§ SHORT PROBLEM:
Copy every one of the records below word for word, keeping each line unchanged and in the same order.

_____

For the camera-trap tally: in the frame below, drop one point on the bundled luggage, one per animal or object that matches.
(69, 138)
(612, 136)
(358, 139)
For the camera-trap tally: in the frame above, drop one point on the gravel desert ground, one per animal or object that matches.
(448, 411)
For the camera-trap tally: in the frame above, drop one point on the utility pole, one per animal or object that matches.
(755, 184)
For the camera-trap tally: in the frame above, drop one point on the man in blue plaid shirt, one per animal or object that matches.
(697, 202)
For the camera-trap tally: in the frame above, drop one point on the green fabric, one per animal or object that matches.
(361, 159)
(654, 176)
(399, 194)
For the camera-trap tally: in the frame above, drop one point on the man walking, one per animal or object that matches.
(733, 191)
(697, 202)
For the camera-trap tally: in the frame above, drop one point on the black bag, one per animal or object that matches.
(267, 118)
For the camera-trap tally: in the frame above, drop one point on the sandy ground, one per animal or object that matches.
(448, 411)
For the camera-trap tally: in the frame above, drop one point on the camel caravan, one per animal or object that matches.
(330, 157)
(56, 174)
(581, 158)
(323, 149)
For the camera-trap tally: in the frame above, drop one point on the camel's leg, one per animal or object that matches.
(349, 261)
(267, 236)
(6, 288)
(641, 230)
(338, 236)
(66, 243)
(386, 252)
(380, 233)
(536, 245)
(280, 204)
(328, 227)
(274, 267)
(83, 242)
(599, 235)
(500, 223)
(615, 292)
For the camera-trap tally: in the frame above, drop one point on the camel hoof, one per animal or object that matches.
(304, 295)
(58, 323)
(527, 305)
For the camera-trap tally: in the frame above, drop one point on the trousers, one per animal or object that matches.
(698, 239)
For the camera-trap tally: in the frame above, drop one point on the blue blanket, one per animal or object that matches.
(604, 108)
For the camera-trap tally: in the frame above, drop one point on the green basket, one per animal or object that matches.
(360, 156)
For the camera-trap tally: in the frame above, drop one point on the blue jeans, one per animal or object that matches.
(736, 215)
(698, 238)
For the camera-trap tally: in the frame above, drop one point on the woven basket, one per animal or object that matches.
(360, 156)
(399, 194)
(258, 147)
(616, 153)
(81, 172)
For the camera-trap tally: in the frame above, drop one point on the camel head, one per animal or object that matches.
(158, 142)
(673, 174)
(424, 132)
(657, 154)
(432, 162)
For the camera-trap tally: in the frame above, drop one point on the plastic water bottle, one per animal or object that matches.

_____

§ OUTPUT OF THE EXERCISE:
For the camera-trap tally: in the frame below, drop one point on the bundled luggage, one per animal or object that matches.
(69, 138)
(612, 136)
(358, 139)
For the camera-trap tally: in the frame above, drop one point on the gravel desert ground, one per animal or object that matches.
(448, 411)
For the camera-trap tally: in the frame above, drop one point on the utility pole, one per animal or object that matches.
(755, 184)
For the camera-trap tally: in the frame above, drop one point on the man in blue plaid shirt, one per animal or object that matches.
(697, 202)
For the camera-trap tally: in the frame above, drop one point on the green fabric, one per animal or object that matches.
(361, 159)
(654, 176)
(399, 194)
For the camera-trap tally: in the frame above, drop one point on the man walking, one per animal or object that matches.
(733, 191)
(697, 202)
For the camera-trap tally: in the frame above, drop one point on the black bag, one per animal or object that matches.
(267, 118)
For the camera-trap tally: in the frame above, drop one point on the sandy ground, one per animal or object that matches.
(448, 411)
For the camera-trap tally: in the frame above, drop one point on the camel caravan, one per animal or object that matches.
(330, 157)
(56, 174)
(581, 158)
(323, 149)
For the camera-trap tally: in the frame above, drop one point on the camel's leg, one per animal or object that matches.
(349, 261)
(267, 236)
(6, 288)
(641, 230)
(338, 236)
(66, 243)
(386, 252)
(380, 233)
(536, 245)
(280, 204)
(328, 227)
(274, 267)
(83, 242)
(599, 235)
(500, 223)
(615, 292)
For the camera-trap tally: in the frame above, drop one point on the camel hoof, one per animal or object that matches.
(304, 295)
(58, 323)
(527, 305)
For the camera-trap tally: in the frame above, drop one point on the trousers, one per animal or object that matches.
(698, 239)
For the camera-trap tally: in the frame above, drop one point on the blue blanket, one per animal or object that matches.
(604, 108)
For the camera-trap tally: in the frame above, drop one point on the green basket, one per animal or object that matches.
(360, 156)
For the camera-trap tally: in the frame above, drop one point on the blue jeans, one per animal or object that matches.
(736, 215)
(698, 238)
For the camera-trap tally: in the frame above, drop one point on the woven basket, one per animal or object that matches.
(360, 156)
(399, 194)
(258, 147)
(616, 153)
(81, 172)
For the camera-trap tally: in the frame above, drop one point on the camel head, one per animal or object that matches.
(158, 142)
(673, 174)
(424, 132)
(657, 154)
(432, 162)
For the camera-trap tally: in the frame above, drop one point on the plastic water bottle, one per animal or object that matches.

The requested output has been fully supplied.